▸ What you have to do
Write out the listing beneath this instruction in its entirety, exactly as it reads.

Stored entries
════════════════════
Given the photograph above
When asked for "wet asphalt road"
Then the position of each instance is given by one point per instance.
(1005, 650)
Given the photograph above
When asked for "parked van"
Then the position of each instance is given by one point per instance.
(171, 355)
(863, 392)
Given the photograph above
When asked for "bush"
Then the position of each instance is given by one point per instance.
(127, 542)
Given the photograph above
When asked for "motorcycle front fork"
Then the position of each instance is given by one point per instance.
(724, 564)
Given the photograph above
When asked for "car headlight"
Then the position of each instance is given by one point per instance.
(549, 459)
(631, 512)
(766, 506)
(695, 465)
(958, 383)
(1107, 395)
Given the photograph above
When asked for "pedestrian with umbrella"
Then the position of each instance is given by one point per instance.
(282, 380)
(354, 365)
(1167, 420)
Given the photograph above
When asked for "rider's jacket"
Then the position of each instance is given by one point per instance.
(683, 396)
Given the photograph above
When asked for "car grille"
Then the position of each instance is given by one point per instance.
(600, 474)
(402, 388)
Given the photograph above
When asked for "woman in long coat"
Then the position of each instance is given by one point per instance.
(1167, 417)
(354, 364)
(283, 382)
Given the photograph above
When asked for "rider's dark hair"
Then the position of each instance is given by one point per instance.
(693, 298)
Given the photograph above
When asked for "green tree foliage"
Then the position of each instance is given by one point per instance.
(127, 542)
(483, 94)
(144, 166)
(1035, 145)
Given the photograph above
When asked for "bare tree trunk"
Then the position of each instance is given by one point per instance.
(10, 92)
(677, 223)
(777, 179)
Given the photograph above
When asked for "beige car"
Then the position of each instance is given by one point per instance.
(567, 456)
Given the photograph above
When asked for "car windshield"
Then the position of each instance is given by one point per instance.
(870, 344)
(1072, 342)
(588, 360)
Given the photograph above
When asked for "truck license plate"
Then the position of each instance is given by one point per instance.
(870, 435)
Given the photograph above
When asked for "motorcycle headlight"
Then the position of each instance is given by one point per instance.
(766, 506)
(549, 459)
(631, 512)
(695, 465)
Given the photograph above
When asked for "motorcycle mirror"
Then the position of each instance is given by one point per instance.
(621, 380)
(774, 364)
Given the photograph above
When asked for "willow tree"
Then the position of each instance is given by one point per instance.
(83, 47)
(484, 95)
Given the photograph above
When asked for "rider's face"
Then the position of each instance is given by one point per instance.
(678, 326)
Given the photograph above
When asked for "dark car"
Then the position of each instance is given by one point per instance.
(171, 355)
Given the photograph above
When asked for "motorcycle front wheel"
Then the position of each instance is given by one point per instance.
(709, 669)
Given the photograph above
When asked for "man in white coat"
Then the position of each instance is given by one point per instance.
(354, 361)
════════════════════
▸ Response to this exercise
Given the photograph above
When asked for "wet asphalt road"
Then the position of each instance is given by one point per instance.
(1005, 650)
Given the photograph above
When asked for "parked van"
Then the position of each instance is given by one point per instance.
(171, 355)
(863, 392)
Given the photograph above
When asked for "bush"
Then the position of each instance is given by one point per instance.
(127, 542)
Given the photograph above
When asked for "motorcycle front fork"
Then the position of each instance is given by one point per instance.
(724, 564)
Given the photograph above
When asked for "car headlight"
Then the position of each instance is given by one point per instance.
(549, 459)
(631, 512)
(766, 506)
(695, 465)
(958, 383)
(1107, 395)
Given the photograph above
When asked for "pedestrian with umbrella"
Then the position of each instance is given by one point per instance.
(282, 380)
(354, 365)
(1167, 420)
Given the photograph above
When asked for "rider's jacket"
Then the position of each instance is given by one point per instance.
(683, 396)
Given the photograph above
When asked for "car grille"
Then the position of each instance is given by one point per instance.
(600, 474)
(402, 388)
Given the photograph above
When asked for "woman in long coat"
Then the position of each instance is given by one point per instance.
(1167, 417)
(354, 364)
(283, 382)
Given the photograph above
When asked for "rider's dark hair"
Then the position of each instance is given by one point per instance.
(693, 298)
Given the photograph above
When asked for "green tree foliage"
Then the position of each instance is given by one point per instance.
(127, 542)
(483, 94)
(144, 166)
(1035, 145)
Given the photograph above
When asked for "bare tree trunk"
Then the position of each instance is given by one point per instance.
(10, 92)
(677, 223)
(777, 179)
Given the photograph above
When asked for "beige car"
Then the position of each instance is given by one point per instance.
(567, 456)
Given the photograph above
When asked for "car windshield"
Then the position of each instance is given by one point per instance.
(870, 344)
(1072, 342)
(588, 360)
Given the photograph above
When asked for "truck license plate"
Then the position of each instance is given by one point per instance.
(870, 435)
Given the photograph above
When asked for "motorcycle headlight"
Then the position of each instance is given by one point per instance.
(766, 506)
(549, 459)
(631, 512)
(695, 465)
Given the photograph above
When asked for "motorcycle mirror"
Then the position of each instance is given by one point per instance.
(621, 380)
(774, 364)
Given the photograph above
When asked for "willow tree"
Then the position of each instance is given by one point per instance.
(83, 47)
(484, 95)
Given the photograph above
When asked for "rider's face"
Then the position of each instance is given by one point per instance.
(678, 326)
Given the photograph above
When asked for "dark car"
Then the position of each instance is given by one point per instance.
(171, 355)
Given the photograph above
When asked for "motorcycle front wheel"
Then the position of each instance is given by one point per instance.
(709, 669)
Given the photograph above
When asked for "man in white coat"
Then the position of each instance is given by one point per instance.
(354, 361)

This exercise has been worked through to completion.